# START OF DATA

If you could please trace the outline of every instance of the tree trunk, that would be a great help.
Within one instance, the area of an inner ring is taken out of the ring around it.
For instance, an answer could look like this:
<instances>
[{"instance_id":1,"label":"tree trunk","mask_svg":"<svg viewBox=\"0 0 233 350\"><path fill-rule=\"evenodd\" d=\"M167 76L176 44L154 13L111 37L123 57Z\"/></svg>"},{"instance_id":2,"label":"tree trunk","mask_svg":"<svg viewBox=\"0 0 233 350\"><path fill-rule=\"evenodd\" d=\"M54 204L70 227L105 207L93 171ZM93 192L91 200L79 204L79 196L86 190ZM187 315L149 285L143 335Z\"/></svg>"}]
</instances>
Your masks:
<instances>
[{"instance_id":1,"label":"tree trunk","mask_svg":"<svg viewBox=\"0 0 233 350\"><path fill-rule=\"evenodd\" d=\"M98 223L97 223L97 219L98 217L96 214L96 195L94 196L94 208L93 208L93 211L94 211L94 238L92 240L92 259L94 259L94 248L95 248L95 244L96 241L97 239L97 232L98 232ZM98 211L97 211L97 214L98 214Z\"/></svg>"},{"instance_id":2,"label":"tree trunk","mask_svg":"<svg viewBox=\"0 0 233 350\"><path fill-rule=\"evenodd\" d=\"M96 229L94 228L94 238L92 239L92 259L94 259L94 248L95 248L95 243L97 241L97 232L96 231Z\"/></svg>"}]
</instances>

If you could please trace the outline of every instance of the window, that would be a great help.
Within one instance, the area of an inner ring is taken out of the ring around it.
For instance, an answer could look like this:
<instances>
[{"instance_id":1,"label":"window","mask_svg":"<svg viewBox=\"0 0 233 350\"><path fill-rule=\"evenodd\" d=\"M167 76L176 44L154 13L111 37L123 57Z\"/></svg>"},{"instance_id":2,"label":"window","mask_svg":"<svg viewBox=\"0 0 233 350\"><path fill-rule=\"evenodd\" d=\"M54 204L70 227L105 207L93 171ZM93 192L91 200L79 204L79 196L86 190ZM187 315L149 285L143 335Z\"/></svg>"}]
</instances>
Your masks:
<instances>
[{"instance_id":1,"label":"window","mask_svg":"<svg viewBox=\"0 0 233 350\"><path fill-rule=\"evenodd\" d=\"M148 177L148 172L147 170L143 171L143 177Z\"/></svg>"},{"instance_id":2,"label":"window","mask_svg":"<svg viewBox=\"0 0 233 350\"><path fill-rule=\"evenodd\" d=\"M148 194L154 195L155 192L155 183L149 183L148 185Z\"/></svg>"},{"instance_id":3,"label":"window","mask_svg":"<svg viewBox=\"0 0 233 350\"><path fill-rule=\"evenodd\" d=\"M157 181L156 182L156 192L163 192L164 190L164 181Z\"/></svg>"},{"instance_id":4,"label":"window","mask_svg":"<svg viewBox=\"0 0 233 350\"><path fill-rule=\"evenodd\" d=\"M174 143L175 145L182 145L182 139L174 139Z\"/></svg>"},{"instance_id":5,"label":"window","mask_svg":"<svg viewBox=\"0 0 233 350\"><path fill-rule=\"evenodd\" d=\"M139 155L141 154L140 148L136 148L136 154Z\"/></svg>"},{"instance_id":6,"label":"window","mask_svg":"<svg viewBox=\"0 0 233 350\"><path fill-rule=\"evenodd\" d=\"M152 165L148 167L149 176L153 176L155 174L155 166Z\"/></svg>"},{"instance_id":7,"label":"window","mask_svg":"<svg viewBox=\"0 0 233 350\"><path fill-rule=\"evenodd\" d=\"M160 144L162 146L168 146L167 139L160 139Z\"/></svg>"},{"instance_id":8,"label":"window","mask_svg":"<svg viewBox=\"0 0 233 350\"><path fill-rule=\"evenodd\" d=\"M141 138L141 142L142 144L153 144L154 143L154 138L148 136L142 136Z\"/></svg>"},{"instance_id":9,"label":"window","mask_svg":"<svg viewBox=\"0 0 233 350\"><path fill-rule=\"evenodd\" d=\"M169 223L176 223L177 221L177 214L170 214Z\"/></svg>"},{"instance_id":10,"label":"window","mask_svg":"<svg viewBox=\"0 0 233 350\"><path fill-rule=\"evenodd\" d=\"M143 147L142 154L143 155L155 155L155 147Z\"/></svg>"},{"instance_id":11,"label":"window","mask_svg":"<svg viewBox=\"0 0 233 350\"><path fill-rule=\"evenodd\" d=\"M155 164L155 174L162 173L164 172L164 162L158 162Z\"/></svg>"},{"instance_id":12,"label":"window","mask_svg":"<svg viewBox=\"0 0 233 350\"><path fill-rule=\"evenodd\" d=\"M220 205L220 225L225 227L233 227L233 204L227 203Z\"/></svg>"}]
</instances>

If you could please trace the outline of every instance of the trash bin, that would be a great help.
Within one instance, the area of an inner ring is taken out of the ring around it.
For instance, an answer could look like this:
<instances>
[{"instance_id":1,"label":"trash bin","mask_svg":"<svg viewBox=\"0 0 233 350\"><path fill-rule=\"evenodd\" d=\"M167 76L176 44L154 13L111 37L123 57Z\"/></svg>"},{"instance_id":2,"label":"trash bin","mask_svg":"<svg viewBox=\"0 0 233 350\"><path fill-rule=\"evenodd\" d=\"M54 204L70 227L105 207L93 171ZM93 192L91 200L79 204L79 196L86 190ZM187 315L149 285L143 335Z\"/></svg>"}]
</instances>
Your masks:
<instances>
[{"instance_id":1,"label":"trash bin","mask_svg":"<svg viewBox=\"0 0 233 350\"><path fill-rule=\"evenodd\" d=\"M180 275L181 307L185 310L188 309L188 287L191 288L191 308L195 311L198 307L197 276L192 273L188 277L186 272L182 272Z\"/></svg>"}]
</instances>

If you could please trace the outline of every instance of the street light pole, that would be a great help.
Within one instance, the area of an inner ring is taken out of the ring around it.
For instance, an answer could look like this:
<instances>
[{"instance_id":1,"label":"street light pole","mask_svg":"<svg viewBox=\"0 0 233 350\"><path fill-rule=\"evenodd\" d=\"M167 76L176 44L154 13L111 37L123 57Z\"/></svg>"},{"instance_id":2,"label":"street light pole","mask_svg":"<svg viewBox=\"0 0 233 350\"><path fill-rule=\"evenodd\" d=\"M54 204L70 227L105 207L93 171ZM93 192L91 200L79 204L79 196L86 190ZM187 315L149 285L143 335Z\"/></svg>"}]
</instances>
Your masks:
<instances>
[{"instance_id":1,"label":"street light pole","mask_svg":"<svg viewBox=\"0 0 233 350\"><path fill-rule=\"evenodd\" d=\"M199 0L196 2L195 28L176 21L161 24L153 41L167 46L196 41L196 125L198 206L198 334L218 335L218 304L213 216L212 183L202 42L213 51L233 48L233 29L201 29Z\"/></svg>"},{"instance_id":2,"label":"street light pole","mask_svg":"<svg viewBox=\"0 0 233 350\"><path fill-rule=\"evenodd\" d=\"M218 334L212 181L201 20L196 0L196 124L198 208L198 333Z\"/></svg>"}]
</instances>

# END OF DATA

(EXERCISE INSTRUCTIONS): Please lay out every line of the material above as a Markdown table with the columns No. and Line, numbering the rows in order and leaving out blank lines.

(RESPONSE):
| No. | Line |
|---|---|
| 1 | If you could please trace the outline of every instance of the tree trunk, that would be a great help. |
| 2 | Within one instance, the area of an inner ring is taken out of the ring around it. |
| 3 | For instance, an answer could look like this: |
| 4 | <instances> |
| 5 | [{"instance_id":1,"label":"tree trunk","mask_svg":"<svg viewBox=\"0 0 233 350\"><path fill-rule=\"evenodd\" d=\"M167 76L176 44L154 13L111 37L123 57Z\"/></svg>"},{"instance_id":2,"label":"tree trunk","mask_svg":"<svg viewBox=\"0 0 233 350\"><path fill-rule=\"evenodd\" d=\"M54 204L70 227L105 207L93 171ZM93 192L91 200L79 204L79 196L86 190ZM187 315L149 285L143 335Z\"/></svg>"}] |
| 6 | </instances> |
| 7 | Your masks: |
| 8 | <instances> |
| 9 | [{"instance_id":1,"label":"tree trunk","mask_svg":"<svg viewBox=\"0 0 233 350\"><path fill-rule=\"evenodd\" d=\"M98 223L97 223L97 219L98 217L96 214L96 195L94 196L94 208L93 208L93 211L94 211L94 238L92 240L92 259L94 259L94 248L95 248L95 244L96 241L97 239L97 232L98 232ZM98 211L97 211L97 214L98 214Z\"/></svg>"},{"instance_id":2,"label":"tree trunk","mask_svg":"<svg viewBox=\"0 0 233 350\"><path fill-rule=\"evenodd\" d=\"M96 229L94 228L94 238L92 239L92 259L94 259L94 248L95 248L95 243L97 241L97 232L96 231Z\"/></svg>"}] |
| 10 | </instances> |
| 11 | If you could please trace the outline of every instance of the window, that would be a great help. |
| 12 | Within one instance, the area of an inner ring is taken out of the ring around it. |
| 13 | For instance, an answer could look like this: |
| 14 | <instances> |
| 15 | [{"instance_id":1,"label":"window","mask_svg":"<svg viewBox=\"0 0 233 350\"><path fill-rule=\"evenodd\" d=\"M167 76L176 44L154 13L111 37L123 57Z\"/></svg>"},{"instance_id":2,"label":"window","mask_svg":"<svg viewBox=\"0 0 233 350\"><path fill-rule=\"evenodd\" d=\"M54 204L70 227L105 207L93 171ZM93 192L91 200L79 204L79 196L86 190ZM187 315L149 285L143 335Z\"/></svg>"}] |
| 16 | </instances> |
| 17 | Your masks: |
| 18 | <instances> |
| 19 | [{"instance_id":1,"label":"window","mask_svg":"<svg viewBox=\"0 0 233 350\"><path fill-rule=\"evenodd\" d=\"M148 177L148 172L147 170L143 171L143 177Z\"/></svg>"},{"instance_id":2,"label":"window","mask_svg":"<svg viewBox=\"0 0 233 350\"><path fill-rule=\"evenodd\" d=\"M148 194L154 195L155 192L155 183L149 183L148 185Z\"/></svg>"},{"instance_id":3,"label":"window","mask_svg":"<svg viewBox=\"0 0 233 350\"><path fill-rule=\"evenodd\" d=\"M157 181L156 182L156 192L163 192L164 190L164 181Z\"/></svg>"},{"instance_id":4,"label":"window","mask_svg":"<svg viewBox=\"0 0 233 350\"><path fill-rule=\"evenodd\" d=\"M174 143L175 145L182 145L182 139L174 139Z\"/></svg>"},{"instance_id":5,"label":"window","mask_svg":"<svg viewBox=\"0 0 233 350\"><path fill-rule=\"evenodd\" d=\"M139 155L141 154L140 148L136 148L136 154Z\"/></svg>"},{"instance_id":6,"label":"window","mask_svg":"<svg viewBox=\"0 0 233 350\"><path fill-rule=\"evenodd\" d=\"M152 165L148 167L149 176L153 176L155 174L155 166Z\"/></svg>"},{"instance_id":7,"label":"window","mask_svg":"<svg viewBox=\"0 0 233 350\"><path fill-rule=\"evenodd\" d=\"M160 144L162 146L168 146L167 139L160 139Z\"/></svg>"},{"instance_id":8,"label":"window","mask_svg":"<svg viewBox=\"0 0 233 350\"><path fill-rule=\"evenodd\" d=\"M141 138L141 142L142 144L153 144L154 143L154 138L148 136L142 136Z\"/></svg>"},{"instance_id":9,"label":"window","mask_svg":"<svg viewBox=\"0 0 233 350\"><path fill-rule=\"evenodd\" d=\"M169 223L176 223L177 221L177 214L170 214Z\"/></svg>"},{"instance_id":10,"label":"window","mask_svg":"<svg viewBox=\"0 0 233 350\"><path fill-rule=\"evenodd\" d=\"M143 147L142 154L143 155L155 155L155 147Z\"/></svg>"},{"instance_id":11,"label":"window","mask_svg":"<svg viewBox=\"0 0 233 350\"><path fill-rule=\"evenodd\" d=\"M155 164L155 174L162 173L164 172L164 162L158 162Z\"/></svg>"},{"instance_id":12,"label":"window","mask_svg":"<svg viewBox=\"0 0 233 350\"><path fill-rule=\"evenodd\" d=\"M220 205L220 225L225 227L233 227L233 204L227 203Z\"/></svg>"}] |
| 20 | </instances> |
| 21 | If you could please trace the outline of every instance of the trash bin, that would be a great help. |
| 22 | Within one instance, the area of an inner ring is taken out of the ring around it. |
| 23 | For instance, an answer could look like this: |
| 24 | <instances> |
| 25 | [{"instance_id":1,"label":"trash bin","mask_svg":"<svg viewBox=\"0 0 233 350\"><path fill-rule=\"evenodd\" d=\"M167 76L176 44L154 13L111 37L123 57Z\"/></svg>"},{"instance_id":2,"label":"trash bin","mask_svg":"<svg viewBox=\"0 0 233 350\"><path fill-rule=\"evenodd\" d=\"M54 204L70 227L105 207L93 171ZM93 192L91 200L79 204L79 196L86 190ZM187 315L149 285L143 335Z\"/></svg>"}] |
| 26 | </instances> |
| 27 | Your masks: |
| 28 | <instances> |
| 29 | [{"instance_id":1,"label":"trash bin","mask_svg":"<svg viewBox=\"0 0 233 350\"><path fill-rule=\"evenodd\" d=\"M180 275L181 307L185 310L188 309L188 287L191 288L191 308L195 311L198 307L197 276L192 273L188 277L186 272L182 272Z\"/></svg>"}] |
| 30 | </instances> |
| 31 | If you could please trace the outline of every instance of the street light pole, that would be a great help. |
| 32 | Within one instance, the area of an inner ring is taken out of the ring around it. |
| 33 | For instance, an answer could look like this: |
| 34 | <instances> |
| 35 | [{"instance_id":1,"label":"street light pole","mask_svg":"<svg viewBox=\"0 0 233 350\"><path fill-rule=\"evenodd\" d=\"M167 76L176 44L154 13L111 37L123 57Z\"/></svg>"},{"instance_id":2,"label":"street light pole","mask_svg":"<svg viewBox=\"0 0 233 350\"><path fill-rule=\"evenodd\" d=\"M54 204L70 227L105 207L93 171ZM93 192L91 200L79 204L79 196L86 190ZM187 315L149 285L143 335Z\"/></svg>"}] |
| 36 | </instances> |
| 37 | Your masks: |
| 38 | <instances> |
| 39 | [{"instance_id":1,"label":"street light pole","mask_svg":"<svg viewBox=\"0 0 233 350\"><path fill-rule=\"evenodd\" d=\"M199 0L196 2L195 28L176 21L161 24L153 41L167 46L196 41L196 125L198 206L198 334L218 335L218 304L213 216L212 183L202 42L213 51L233 48L233 29L201 29Z\"/></svg>"},{"instance_id":2,"label":"street light pole","mask_svg":"<svg viewBox=\"0 0 233 350\"><path fill-rule=\"evenodd\" d=\"M218 334L212 181L201 20L196 0L196 124L198 208L198 333Z\"/></svg>"}] |
| 40 | </instances> |